THE TASK = Give back all of the records, exactly and completely.

EXERCISE DATA =
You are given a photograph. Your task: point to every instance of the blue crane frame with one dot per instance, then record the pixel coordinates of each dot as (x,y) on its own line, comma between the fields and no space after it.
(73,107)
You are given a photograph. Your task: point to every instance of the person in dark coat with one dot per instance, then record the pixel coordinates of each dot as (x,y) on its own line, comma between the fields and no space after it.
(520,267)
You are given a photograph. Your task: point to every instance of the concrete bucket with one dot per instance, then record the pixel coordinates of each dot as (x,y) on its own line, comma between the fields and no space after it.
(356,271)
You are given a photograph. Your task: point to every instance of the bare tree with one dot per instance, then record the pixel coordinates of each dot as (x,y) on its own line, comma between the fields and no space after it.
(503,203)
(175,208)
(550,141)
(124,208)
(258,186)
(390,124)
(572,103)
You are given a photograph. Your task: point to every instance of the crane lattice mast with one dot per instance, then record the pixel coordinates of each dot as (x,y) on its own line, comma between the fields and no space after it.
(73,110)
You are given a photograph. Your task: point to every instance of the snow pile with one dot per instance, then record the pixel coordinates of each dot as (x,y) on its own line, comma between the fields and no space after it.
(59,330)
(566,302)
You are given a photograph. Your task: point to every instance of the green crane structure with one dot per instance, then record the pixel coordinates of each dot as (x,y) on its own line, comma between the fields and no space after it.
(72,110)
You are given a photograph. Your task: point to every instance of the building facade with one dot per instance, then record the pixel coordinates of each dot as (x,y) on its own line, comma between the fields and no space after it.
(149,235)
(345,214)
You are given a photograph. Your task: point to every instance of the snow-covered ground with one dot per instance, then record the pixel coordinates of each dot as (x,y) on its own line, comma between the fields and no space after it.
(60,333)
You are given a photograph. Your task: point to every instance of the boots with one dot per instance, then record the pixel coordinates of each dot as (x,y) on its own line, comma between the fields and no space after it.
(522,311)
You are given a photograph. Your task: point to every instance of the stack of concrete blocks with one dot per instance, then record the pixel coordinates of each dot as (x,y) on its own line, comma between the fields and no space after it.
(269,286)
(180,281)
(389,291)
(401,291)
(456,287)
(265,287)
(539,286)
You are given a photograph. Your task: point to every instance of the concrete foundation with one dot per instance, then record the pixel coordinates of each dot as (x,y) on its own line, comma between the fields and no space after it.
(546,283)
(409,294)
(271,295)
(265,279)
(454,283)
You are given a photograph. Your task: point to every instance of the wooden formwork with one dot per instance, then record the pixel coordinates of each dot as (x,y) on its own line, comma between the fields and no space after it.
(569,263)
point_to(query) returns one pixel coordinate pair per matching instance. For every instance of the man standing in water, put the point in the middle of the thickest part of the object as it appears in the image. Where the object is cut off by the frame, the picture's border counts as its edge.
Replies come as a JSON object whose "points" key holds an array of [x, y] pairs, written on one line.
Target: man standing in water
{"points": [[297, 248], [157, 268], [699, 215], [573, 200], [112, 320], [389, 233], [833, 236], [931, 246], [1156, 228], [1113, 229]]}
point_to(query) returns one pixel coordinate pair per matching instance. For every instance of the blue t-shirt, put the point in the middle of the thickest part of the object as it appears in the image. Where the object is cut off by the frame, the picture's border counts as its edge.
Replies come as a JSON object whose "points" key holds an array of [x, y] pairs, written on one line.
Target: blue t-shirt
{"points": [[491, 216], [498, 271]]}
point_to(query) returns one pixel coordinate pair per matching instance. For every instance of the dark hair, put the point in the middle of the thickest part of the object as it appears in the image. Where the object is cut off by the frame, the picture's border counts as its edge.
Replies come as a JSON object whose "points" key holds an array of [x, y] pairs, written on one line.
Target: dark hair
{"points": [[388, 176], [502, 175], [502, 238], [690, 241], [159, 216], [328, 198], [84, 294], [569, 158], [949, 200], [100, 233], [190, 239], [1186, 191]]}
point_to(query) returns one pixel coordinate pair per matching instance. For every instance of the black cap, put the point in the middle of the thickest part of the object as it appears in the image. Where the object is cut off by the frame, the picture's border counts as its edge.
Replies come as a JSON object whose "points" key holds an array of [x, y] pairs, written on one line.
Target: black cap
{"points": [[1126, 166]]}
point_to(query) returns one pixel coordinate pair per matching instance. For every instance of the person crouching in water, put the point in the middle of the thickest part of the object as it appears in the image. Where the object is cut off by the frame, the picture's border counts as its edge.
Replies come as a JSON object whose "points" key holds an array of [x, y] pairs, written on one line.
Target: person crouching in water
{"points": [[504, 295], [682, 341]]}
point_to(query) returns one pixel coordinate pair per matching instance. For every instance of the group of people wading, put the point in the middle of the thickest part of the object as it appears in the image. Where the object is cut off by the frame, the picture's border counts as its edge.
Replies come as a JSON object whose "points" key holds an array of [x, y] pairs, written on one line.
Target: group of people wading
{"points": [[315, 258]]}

ANSWER BOX =
You are given a photograph. Your task: point to every instance of the blue crane frame with one dot per instance, then record the pixel coordinates of each dot as (x,y) on its own line, comma between the fields and no space after it.
(73,107)
You are given a photograph. Your task: point to every instance of the person in dark coat with one dot per instance, then record the pixel coordinates of each dot as (x,y) on its own line, comma between the fields and no space after it.
(520,267)
You are given a photograph. Your task: point to every instance of the concrete bucket with one dot per instance, then record the pixel coordinates of each dot as (x,y) on its own line, comma between the fields and no space after it.
(356,271)
You are given a photograph. Your task: point to every instance of the bare tree with one dot per instance, then record the pixel coordinates of each dot as (x,y) on its own line, comma between the fields and no space after it.
(503,203)
(175,208)
(550,141)
(124,208)
(258,186)
(390,124)
(572,103)
You are given a photograph. Your task: point to every instance of the crane lattice mast with one dot per instance, then record the pixel coordinates of each dot as (x,y) on its own line, comma between the fields and no space after it.
(73,110)
You are given a photograph. Your task: point to every instance of the snow pile with one dot per instance, then record the pixel coordinates of each dot as (x,y) on its own line, comma between the fields and no space after it.
(59,330)
(566,302)
You are given a photograph. Your task: point to every instance of the green crane structure with one dot per instance, then record the pixel coordinates of each dot as (x,y) on its own line, comma between the fields and no space after it.
(72,110)
You are given a photograph. Your task: point to every instance of the building facade with one dot per instance, then record the pixel coordinates of each dot as (x,y) on its own line, comma between the fields and no space after it.
(149,235)
(345,214)
You are given a photograph. Your task: point to every instance of the snow-covered ground with one dot per instance, then record the pixel coordinates of each dot as (x,y) on its own line, comma between the fields and no space after it.
(60,333)
You are given a photograph. Your task: point to every instance of the boots with one dot per instance, then record the pixel coordinates of each dot as (x,y) on its own line, comma between the fields and no space after it.
(522,311)
You are given a photograph. Your task: point to every instance of the stack of concrete blocks with one dot per instance, then record the pixel coordinates of each dot as (x,y) on its own line, comma between the fields and no space after it.
(269,286)
(180,281)
(389,291)
(401,291)
(456,287)
(265,287)
(539,286)
You are given a photograph. Your task: point to every instance of the concrete foundation with one dot per instance, then record the pixel coordinates of each dot as (x,y) on its own line, comma between the fields and no space after it.
(546,283)
(409,294)
(271,295)
(265,279)
(454,283)
You are given a photograph. Your task: point to every instance of the wooden formwork with one dot per instance, then record the pixel coordinates of each dot as (x,y) on its own line, comma between the fields and no space after it.
(569,263)
point_to(query) returns one pixel coordinate pair per matching instance. For every instance of the man standing in water, put the point in the middle of the thickest part of the object as it appears in the image. Where the object is cut off by the frame, the picture's border counts as its edge.
Replies come as a JSON object whose "points" key holds an array of [x, y] pairs, written on one line.
Target: man standing in water
{"points": [[297, 248], [157, 268], [699, 215], [573, 200], [112, 320], [389, 233], [833, 236], [931, 246], [1156, 228], [1113, 229]]}
point_to(query) returns one pixel coordinate pair per matching instance. For every instance of the blue t-shirt, put the point in the middle of the thickest part of the object as it appears in the image. Where the object is cut off by the frame, the picture's border counts as its edge.
Replies come as a JSON object whose "points" key holds an array of [x, y] pairs, written on one line.
Target: blue t-shirt
{"points": [[491, 216], [498, 271]]}
point_to(query) returns one pixel coordinate pair per matching instance. For every instance of the dark hair, put the point in the middle of the thickest part of the object as it appears in the image. Where the object is cut off by the frame, the picture's border counts as its edge.
Replies come as a JSON object whose "points" key holds an array of [x, y] pairs, written on one line.
Target: dark hair
{"points": [[388, 176], [502, 175], [502, 238], [690, 241], [159, 216], [328, 198], [84, 294], [569, 158], [949, 200], [100, 233], [190, 239], [1186, 191]]}
point_to(query) returns one pixel coordinate pair per matching instance. For every instance of the black cap, put the point in the middle of the thickest part of the object as it appears in the image. Where the object is cut off by the frame, the picture's border counts as its edge.
Replies come as a JSON object whose "points" key holds an array of [x, y] pairs, written on one line.
Target: black cap
{"points": [[1126, 166]]}
point_to(query) returns one pixel coordinate pair per matching instance. For every instance of the person crouching in water, put the point in the middle of the thickest part of the object as it appears in the image. Where the object is cut off by the frame, the picture's border counts as its edge.
Replies come as a JSON object whose "points" key holds an array of [x, y] pairs, written on one line.
Target: person crouching in water
{"points": [[504, 295], [682, 341]]}
point_to(query) returns one pixel coordinate pair per matching instance. For every instance of the group of people wading, put the point in the middle of the thickest part of the object as it appears in the image. Where the object is cut off by the frame, the picture's border counts as its edge.
Replies come as a JSON object whose "points" key holds an array of [x, y] pairs, written on one line.
Target: group of people wading
{"points": [[315, 258]]}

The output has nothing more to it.